*** Opening of Data excerpts ***

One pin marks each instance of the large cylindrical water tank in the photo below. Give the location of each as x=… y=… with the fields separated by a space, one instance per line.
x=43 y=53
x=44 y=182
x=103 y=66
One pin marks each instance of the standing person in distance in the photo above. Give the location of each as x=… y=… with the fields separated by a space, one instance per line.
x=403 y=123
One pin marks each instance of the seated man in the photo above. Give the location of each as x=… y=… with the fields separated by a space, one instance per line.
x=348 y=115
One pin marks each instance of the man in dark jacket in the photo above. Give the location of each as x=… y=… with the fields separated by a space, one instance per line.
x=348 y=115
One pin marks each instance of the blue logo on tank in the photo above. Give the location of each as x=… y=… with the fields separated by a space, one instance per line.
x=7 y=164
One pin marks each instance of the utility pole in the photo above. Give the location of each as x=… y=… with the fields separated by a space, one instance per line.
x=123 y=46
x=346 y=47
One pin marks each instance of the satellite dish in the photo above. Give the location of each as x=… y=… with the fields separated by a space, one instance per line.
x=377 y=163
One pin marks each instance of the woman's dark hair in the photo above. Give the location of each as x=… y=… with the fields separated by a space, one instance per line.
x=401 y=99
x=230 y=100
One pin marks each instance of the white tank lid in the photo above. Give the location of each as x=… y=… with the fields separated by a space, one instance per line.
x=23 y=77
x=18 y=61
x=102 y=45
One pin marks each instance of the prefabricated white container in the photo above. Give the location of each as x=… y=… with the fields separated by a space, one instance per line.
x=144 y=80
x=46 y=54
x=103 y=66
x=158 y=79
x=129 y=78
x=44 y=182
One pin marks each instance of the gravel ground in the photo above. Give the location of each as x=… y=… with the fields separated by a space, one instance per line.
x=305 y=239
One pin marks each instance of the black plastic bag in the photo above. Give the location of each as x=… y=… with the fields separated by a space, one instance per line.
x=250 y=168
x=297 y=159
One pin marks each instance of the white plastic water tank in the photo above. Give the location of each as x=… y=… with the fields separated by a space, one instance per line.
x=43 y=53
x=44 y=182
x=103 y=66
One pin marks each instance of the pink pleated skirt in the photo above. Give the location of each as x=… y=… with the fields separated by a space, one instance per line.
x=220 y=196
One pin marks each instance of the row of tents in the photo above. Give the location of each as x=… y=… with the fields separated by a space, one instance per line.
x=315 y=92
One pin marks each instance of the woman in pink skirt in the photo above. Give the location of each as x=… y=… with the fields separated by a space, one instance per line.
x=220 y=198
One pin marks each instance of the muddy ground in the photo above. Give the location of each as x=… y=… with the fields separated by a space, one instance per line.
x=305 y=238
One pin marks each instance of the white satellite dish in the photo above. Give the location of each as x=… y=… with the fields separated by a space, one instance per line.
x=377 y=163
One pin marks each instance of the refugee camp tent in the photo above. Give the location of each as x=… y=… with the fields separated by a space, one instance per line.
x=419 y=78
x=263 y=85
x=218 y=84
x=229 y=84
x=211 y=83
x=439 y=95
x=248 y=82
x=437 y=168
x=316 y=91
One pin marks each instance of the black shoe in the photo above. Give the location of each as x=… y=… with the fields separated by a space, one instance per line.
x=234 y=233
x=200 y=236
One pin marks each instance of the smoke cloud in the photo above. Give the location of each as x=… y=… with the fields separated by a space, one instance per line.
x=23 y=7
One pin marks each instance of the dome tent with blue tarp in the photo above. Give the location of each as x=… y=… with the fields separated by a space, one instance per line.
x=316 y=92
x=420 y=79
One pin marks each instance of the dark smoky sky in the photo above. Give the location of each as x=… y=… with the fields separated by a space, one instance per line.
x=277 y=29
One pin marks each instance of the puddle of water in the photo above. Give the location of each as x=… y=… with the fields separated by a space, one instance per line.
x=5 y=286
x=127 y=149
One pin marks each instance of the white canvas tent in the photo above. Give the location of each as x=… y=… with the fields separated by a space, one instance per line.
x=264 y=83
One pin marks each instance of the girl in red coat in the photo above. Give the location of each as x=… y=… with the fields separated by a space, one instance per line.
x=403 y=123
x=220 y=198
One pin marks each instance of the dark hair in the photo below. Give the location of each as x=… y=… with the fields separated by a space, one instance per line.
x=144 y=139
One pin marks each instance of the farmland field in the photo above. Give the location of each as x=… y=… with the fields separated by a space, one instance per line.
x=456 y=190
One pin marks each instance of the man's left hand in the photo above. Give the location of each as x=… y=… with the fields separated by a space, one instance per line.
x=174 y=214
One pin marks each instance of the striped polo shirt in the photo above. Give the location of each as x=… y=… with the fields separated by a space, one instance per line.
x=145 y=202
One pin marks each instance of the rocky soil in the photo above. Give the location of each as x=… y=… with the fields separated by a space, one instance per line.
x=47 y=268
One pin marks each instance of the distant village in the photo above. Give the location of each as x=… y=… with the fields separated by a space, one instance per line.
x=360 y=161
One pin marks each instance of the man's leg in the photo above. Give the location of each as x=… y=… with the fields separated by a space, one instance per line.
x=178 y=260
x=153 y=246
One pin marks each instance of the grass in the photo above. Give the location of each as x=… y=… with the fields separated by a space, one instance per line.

*** Close of Data excerpts ***

Once the records have been read, print them all again exactly.

* _Solution to this task_
One pin marks each instance of the large cylindrical water tank in the photo below. Give the location of each as x=… y=… with the fields separated by a space, one instance per line.
x=43 y=53
x=44 y=182
x=103 y=66
One pin marks each instance of the standing person in distance in the photo above. Give the location of each as x=… y=… with the fields separated by a space, one instance per line.
x=403 y=123
One pin marks each instance of the seated man in the photo above. Give the location of each as x=… y=… with the fields separated by a space, one instance per line.
x=348 y=115
One pin marks each instance of the man in dark jacket in the photo above. Give the location of each as x=… y=… with the fields separated by a space, one instance per line.
x=348 y=115
One pin marks each instance of the blue logo on tank in the photo above. Give the location of each as x=… y=… with the fields separated by a space, one instance per line.
x=7 y=164
One pin marks each instance of the utility pole in the photo above. Give the location of each as x=… y=… with the fields separated by a space, one instance per line.
x=123 y=46
x=346 y=47
One pin marks each instance of the satellite dish in the photo above. Give the location of each as x=… y=… with the fields separated by a space, one instance per line.
x=377 y=163
One pin marks each instance of the woman's dark hair in the photo above. Give the location of each as x=… y=… with the fields separated by a space, one instance per line.
x=401 y=99
x=230 y=100
One pin marks each instance of the white tank lid in the photo above. Give the location of each as x=… y=… with the fields separated by a space, one instance per line.
x=23 y=77
x=18 y=61
x=102 y=45
One pin marks each instance of the prefabricated white container in the photo above. Give the location of each as x=… y=… with the fields separated by a space, one instance per line.
x=144 y=80
x=46 y=54
x=103 y=66
x=158 y=79
x=129 y=78
x=44 y=182
One pin marks each instance of the gravel ground in the photo above. Give the location of each as x=… y=… with the fields separated by a space, one instance per line.
x=305 y=239
One pin marks each instance of the black plastic bag in the photo above. Give the location of each as x=… y=… with the fields separated by a space, one instance per line.
x=250 y=168
x=297 y=159
One pin marks each instance of the white plastic water tank in the photo above. Give the location of each as x=… y=… with the fields separated by a space, one instance per line.
x=43 y=53
x=44 y=182
x=103 y=66
One pin marks each instance of the pink pleated skirt in the photo above. Give the location of each as x=… y=… with the fields separated by a space, one instance per line.
x=220 y=196
One pin marks each instance of the row of tents in the photo above. Give the location of each as x=… y=… with the fields separated by a space, one instance per line.
x=315 y=92
One pin marks each instance of the woman in pink skirt in the photo above. Give the location of each as x=… y=… with the fields separated by a space, one instance per line.
x=220 y=198
One pin marks each instance of the muddy ground in the photo above. Give the location of each as x=… y=… with the fields separated by a space, one instance per line.
x=305 y=238
One pin marks each instance of the white satellite dish in the photo above. Give the location of each as x=… y=… with the fields separated by a space, one instance per line.
x=377 y=163
One pin marks each instance of the refugee camp tent in the photo above. Give the location of each as x=… y=… with the fields separated by a space, one instance per line.
x=419 y=78
x=263 y=85
x=218 y=84
x=229 y=84
x=211 y=83
x=439 y=95
x=248 y=82
x=437 y=168
x=316 y=91
One pin marks each instance of the black shoe in the photo above. Give the location of each as x=… y=… with the fields separated by a space, one instance per line.
x=234 y=233
x=200 y=236
One pin marks each instance of the smoke cloud in the photo above. Give the location of each as x=… y=… with the fields separated by a space, one instance per line.
x=23 y=7
One pin marks each instance of the dome tent with blue tarp in the photo above. Give the location of each as x=… y=… with the fields separated by a space, one instance per line.
x=316 y=92
x=420 y=79
One pin marks each instance of the dark smoky sky in the photo above. Give the location of each as x=… y=… with the fields separated by a space, one instance per line.
x=277 y=29
One pin marks each instance of the puddle of water in the photo above. Give the location of each as x=… y=… with the fields separated by a space, one instance per line.
x=5 y=286
x=127 y=149
One pin marks each instance of the white canvas tent in the photo above. Give the location of each as x=… y=… with the fields separated by a space, one instance per line.
x=264 y=83
One pin marks each instance of the girl in red coat in the photo above. Give the location of each as x=… y=… with the fields separated by a space, one instance per line.
x=403 y=123
x=220 y=198
One pin marks each instance of the dark hair in the photo below. Give the location of each as x=… y=… with the fields separated by a space, one instance per line.
x=144 y=139
One pin marks each instance of the farmland field in the photo above. Give the location of each as x=… y=… with the fields separated by a space, one instance per line.
x=456 y=190
One pin marks each instance of the man's left hand in the photo above. Give the location of each as x=… y=… with the fields separated by a space, one instance per line.
x=174 y=214
One pin marks each instance of the striped polo shirt in the photo above. Give the location of each as x=… y=… with the fields separated by a space, one instance per line.
x=145 y=202
One pin marks each instance of the rocky soil in the photo above. Give the location of each as x=… y=… with the fields separated by a space, one instance per line.
x=47 y=268
One pin marks each instance of the distant village in the photo above. Give the location of each as x=… y=… with the fields separated by a space, one instance per line.
x=360 y=161
One pin marks each instance of the man's leg in the photo above. Give the location of each as x=… y=… with the fields separated by a space, one instance per line.
x=178 y=260
x=153 y=246
One pin marks each instance of the grass in the photo above. Give the location of each as x=… y=… with the fields separated by a space, one instance per line.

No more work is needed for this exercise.